Aim of the task →
Retype the whole listing verbatim and keep the pictures out of it.

Listed records →

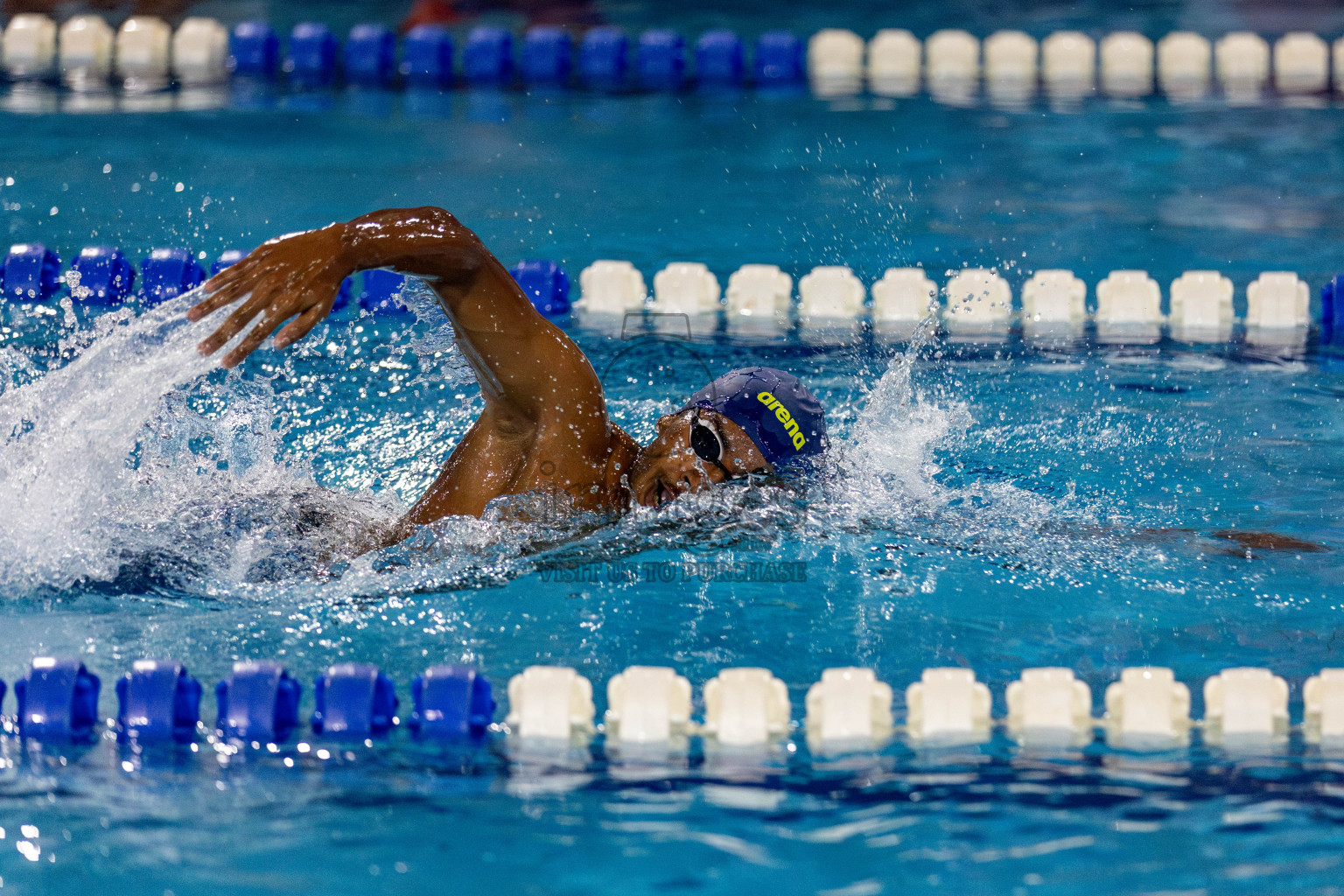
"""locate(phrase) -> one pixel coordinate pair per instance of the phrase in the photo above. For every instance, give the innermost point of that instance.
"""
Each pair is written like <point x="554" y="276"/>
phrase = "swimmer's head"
<point x="754" y="419"/>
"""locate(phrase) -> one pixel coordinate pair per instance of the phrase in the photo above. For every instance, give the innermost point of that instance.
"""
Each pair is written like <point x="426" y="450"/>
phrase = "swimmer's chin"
<point x="656" y="492"/>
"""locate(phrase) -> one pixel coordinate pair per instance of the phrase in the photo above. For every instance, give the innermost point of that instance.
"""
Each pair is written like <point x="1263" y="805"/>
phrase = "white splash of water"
<point x="66" y="437"/>
<point x="98" y="473"/>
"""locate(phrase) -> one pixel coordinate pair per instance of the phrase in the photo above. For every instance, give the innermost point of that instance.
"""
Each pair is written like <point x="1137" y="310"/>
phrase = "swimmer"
<point x="544" y="424"/>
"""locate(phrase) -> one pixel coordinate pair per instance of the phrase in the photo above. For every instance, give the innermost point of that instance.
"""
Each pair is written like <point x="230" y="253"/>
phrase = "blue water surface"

Final result →
"""locate(phrase) -> one pixel coordinate pair per instance of the phrase in the photo above. For every instance, give the innermost point of that instance.
"""
Each pair is written like <point x="554" y="276"/>
phrase = "swimmer's head"
<point x="754" y="419"/>
"""locate(phrase) -> one pixel coordinate pair per instance of the phrase in the photo above. For every instance, give the innermost point of that instance.
"""
Each pair is written like <point x="426" y="450"/>
phrase = "swimmer's chin"
<point x="656" y="492"/>
"""locate(phrase) -> one pixel coordinate pair per instance of the phrase in the photo above. For every instance, give the innermost point of that instance.
"""
Each pair is written like <point x="1263" y="805"/>
phrase = "white splash of water"
<point x="66" y="437"/>
<point x="98" y="473"/>
"""locate(phrase) -> one pixel coordinate pair per instance of the phrase in the photo above. For every instance, give the innermost point of that instance.
"""
Each pair is written like <point x="1137" y="310"/>
phrase = "swimmer"
<point x="544" y="424"/>
"""locate(phrase) -> one pixel coordinate pair per instance of the phrase in the photo above. For every instance, give the innermost point of that instance.
"""
Each pair is written like <point x="230" y="253"/>
phrase = "blue water surface"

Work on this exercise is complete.